29. On 7 January 1992 the applicant complained to F.H. that the bill of

indictment had still not been prepared, and that further delays could no longer

be tolerated.  The letter was headed: "Here: failure to indict".

30. On 14 July 1992 the applicant was indicted of various economic offences.

The bill of indictment was signed by F.H.

31. On 21 July 1992 the applicant complained to the President of the Criminal

Court (Strafgericht) of the Canton of Basel-Stadt that the indictment breached

Article 5 para. 3 of the Convention.  He submitted in particular that F.H. could

not represent the prosecution as he had previously ordered prolongation of the

applicant's detention on remand.

32. On 26 January 1993 the President of the Criminal Court dismissed the

complaint on the ground, inter alia, that it was belated.  The applicant had not

until 21 July 1992, during the trial, filed a challenge against the Public

Prosecutor concerned.  However, he should have filed a complaint after the

judgment in the case of Huber v. Switzerland had been pronounced, at the latest

after the announcement of 4 December 1991.

33. The applicant's appeal against this decision was rejected on 9 March 1993

by the Court of Appeal (Appellationsgericht) of the Canton of Basel-Stadt.  The

applicant's public law appeal was rejected on 14 May 1993 by the Federal Court.

34. The applicant's renewed challenge of Public Prosecutor F.H. was dismissed

by the Criminal Court on 24 June 1993.

35. On 6 August 1993 the Court of Appeal dismissed his further appeal.

36. In its decision, the Court considered that there had been a breach of

Article 5 para. 3 of the Convention in that F.H. had first remanded the

applicant in custody and then indicted him.  According to the Federal Court's

case-law, such a complaint could be raised upon indictment.  However, the

applicant, who had been aware as from 4 December 1991 that F.H. would indict

him, had waited over half a year until 21 July 1992 when he had formally

challenged F.H.

37. The applicant filed a public law appeal in which he pointed out inter alia

that he had referred to the issue already on 30 October 1990, i.e. immediately

after the Court's judgment in the case of Huber v. Switzerland had become known.

38. The public law appeal was dismissed by the Federal Court on 4 October

1993, the decision being served on 20 October 1993.

39. In its decision the Court considered that in the present case Article 5

para. 3 of the Convention had "indirectly" been breached, as F.H. had first

imposed detention on remand on the applicant and had later prepared the bill of

indictment.  The applicant could, therefore, successfully have challenged F.H.

Rows from a dataset:
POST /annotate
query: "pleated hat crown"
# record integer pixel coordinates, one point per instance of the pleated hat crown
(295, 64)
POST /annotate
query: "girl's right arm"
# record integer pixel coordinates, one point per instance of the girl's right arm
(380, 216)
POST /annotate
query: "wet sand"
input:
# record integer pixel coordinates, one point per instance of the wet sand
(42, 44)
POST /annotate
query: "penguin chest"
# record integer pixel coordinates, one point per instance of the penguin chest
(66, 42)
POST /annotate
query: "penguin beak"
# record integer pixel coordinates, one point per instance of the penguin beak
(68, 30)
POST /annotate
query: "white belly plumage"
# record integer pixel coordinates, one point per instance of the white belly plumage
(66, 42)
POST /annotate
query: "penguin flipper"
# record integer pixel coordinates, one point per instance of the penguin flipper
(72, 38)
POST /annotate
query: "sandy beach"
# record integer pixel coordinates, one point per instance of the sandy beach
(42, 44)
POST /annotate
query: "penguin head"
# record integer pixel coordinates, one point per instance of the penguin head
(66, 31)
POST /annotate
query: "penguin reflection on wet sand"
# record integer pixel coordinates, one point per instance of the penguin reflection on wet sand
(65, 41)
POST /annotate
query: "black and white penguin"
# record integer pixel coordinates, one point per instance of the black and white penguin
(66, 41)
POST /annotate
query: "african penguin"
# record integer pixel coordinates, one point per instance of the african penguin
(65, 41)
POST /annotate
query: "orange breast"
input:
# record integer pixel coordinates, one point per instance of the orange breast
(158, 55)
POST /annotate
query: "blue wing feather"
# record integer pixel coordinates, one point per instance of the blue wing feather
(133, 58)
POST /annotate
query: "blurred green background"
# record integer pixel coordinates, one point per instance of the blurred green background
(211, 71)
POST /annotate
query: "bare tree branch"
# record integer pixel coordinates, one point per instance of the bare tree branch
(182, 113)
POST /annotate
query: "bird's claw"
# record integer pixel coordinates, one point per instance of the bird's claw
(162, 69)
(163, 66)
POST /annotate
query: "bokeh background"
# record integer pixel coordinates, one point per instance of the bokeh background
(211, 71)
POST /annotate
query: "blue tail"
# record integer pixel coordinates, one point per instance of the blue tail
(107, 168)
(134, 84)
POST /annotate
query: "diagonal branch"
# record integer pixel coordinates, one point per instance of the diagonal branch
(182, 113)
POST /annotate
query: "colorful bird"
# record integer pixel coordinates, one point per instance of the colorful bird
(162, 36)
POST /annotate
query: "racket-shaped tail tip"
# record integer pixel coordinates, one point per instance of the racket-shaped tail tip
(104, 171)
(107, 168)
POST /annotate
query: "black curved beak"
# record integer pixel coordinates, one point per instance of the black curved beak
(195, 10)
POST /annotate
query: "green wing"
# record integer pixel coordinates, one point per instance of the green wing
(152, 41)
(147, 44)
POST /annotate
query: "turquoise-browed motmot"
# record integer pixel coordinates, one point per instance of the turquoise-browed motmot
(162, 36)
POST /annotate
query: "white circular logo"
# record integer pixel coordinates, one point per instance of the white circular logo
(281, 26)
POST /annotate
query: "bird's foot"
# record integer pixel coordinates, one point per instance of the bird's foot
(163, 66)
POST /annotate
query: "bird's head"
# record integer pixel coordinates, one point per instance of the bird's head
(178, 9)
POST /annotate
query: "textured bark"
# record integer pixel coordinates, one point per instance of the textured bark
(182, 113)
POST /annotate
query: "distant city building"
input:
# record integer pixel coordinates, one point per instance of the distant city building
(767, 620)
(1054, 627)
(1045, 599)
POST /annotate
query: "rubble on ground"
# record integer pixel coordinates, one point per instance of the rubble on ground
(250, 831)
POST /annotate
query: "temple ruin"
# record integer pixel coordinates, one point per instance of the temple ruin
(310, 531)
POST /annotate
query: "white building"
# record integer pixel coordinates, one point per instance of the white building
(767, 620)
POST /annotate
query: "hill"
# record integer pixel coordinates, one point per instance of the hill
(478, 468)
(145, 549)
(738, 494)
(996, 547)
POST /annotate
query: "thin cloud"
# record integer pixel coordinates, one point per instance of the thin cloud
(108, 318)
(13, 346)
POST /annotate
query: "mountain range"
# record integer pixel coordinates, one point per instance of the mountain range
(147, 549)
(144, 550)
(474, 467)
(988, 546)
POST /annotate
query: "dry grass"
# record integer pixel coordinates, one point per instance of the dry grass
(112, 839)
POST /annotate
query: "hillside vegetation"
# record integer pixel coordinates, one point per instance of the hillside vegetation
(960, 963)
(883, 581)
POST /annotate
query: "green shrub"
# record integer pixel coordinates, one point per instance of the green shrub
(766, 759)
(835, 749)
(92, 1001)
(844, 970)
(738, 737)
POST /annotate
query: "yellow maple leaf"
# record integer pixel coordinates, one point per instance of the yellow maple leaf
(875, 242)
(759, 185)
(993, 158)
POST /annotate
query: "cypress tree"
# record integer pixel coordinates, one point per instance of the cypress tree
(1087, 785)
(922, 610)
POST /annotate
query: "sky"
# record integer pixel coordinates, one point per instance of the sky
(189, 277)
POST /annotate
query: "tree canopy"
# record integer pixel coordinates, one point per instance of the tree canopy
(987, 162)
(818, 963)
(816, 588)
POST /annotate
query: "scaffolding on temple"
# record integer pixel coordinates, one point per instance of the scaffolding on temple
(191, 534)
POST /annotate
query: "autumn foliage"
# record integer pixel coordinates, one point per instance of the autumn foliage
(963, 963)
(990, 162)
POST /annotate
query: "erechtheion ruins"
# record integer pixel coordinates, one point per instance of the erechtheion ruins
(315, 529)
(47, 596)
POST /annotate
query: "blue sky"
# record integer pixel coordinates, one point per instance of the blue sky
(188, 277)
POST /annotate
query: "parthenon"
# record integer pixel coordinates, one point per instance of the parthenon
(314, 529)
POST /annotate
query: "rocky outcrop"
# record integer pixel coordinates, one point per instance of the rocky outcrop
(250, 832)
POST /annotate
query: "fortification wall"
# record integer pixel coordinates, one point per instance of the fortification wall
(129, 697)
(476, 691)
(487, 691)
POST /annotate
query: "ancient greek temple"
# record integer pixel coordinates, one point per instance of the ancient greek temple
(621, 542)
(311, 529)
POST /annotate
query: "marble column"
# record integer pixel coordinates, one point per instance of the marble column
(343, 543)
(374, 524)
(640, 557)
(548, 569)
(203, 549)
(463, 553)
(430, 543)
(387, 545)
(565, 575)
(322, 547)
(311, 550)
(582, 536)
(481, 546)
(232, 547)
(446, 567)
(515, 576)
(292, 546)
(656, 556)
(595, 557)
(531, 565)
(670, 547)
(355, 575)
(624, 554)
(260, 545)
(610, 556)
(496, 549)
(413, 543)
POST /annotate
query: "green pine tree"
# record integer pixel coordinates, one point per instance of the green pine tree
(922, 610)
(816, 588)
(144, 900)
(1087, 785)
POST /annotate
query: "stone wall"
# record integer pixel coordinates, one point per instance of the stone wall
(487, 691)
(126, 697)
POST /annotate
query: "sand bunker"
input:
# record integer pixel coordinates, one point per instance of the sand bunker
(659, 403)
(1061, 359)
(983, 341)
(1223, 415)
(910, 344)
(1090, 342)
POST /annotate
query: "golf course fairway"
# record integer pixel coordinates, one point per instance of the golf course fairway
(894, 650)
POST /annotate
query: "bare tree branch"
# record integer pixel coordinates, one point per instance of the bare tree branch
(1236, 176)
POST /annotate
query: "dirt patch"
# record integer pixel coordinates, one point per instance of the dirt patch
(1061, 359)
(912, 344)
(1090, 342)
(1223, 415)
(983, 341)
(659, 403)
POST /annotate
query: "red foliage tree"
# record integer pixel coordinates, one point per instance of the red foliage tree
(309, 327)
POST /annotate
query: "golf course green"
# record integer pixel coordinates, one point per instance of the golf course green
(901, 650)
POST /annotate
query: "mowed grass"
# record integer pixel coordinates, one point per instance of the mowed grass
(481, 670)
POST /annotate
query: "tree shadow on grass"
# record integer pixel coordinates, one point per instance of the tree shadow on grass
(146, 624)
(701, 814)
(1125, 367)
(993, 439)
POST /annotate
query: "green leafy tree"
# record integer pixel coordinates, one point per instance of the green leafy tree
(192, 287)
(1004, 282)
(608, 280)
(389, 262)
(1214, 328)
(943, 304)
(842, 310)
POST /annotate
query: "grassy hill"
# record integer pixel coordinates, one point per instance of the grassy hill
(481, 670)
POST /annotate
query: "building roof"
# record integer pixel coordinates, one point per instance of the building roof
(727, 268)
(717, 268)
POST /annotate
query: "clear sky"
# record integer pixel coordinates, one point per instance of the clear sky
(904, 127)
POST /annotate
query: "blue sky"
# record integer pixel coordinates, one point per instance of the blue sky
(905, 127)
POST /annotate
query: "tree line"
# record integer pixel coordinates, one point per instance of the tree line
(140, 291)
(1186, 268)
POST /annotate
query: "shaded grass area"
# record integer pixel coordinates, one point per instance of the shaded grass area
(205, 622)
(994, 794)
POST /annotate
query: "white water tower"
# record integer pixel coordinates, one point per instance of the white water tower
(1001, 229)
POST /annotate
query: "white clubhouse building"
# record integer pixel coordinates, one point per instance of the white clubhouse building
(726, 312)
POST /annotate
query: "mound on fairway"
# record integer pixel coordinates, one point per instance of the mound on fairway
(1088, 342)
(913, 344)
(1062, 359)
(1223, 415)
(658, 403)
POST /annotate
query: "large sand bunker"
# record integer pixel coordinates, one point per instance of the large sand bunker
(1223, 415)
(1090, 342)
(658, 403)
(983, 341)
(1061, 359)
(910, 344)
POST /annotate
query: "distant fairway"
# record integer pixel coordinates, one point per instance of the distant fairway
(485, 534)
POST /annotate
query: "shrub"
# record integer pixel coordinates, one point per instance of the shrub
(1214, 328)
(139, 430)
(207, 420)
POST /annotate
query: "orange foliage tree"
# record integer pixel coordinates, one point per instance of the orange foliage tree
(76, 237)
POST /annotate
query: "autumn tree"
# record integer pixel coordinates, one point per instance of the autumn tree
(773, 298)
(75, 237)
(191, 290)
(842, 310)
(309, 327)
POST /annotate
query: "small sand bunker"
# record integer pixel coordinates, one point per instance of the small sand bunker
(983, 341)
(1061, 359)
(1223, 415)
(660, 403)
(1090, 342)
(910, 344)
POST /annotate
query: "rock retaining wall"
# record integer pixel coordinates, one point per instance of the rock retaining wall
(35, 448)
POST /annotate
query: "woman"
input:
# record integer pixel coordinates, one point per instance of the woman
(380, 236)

JOB A |
According to the passage, on what date was the applicant indicted of various economic offences?
JOB B |
Count the lines in the rows that contain the string "fairway", and reply with only that number.
The passage and the rows have no connection to each other.

TASK SOLUTION A |
On 14 July 1992.

TASK SOLUTION B |
6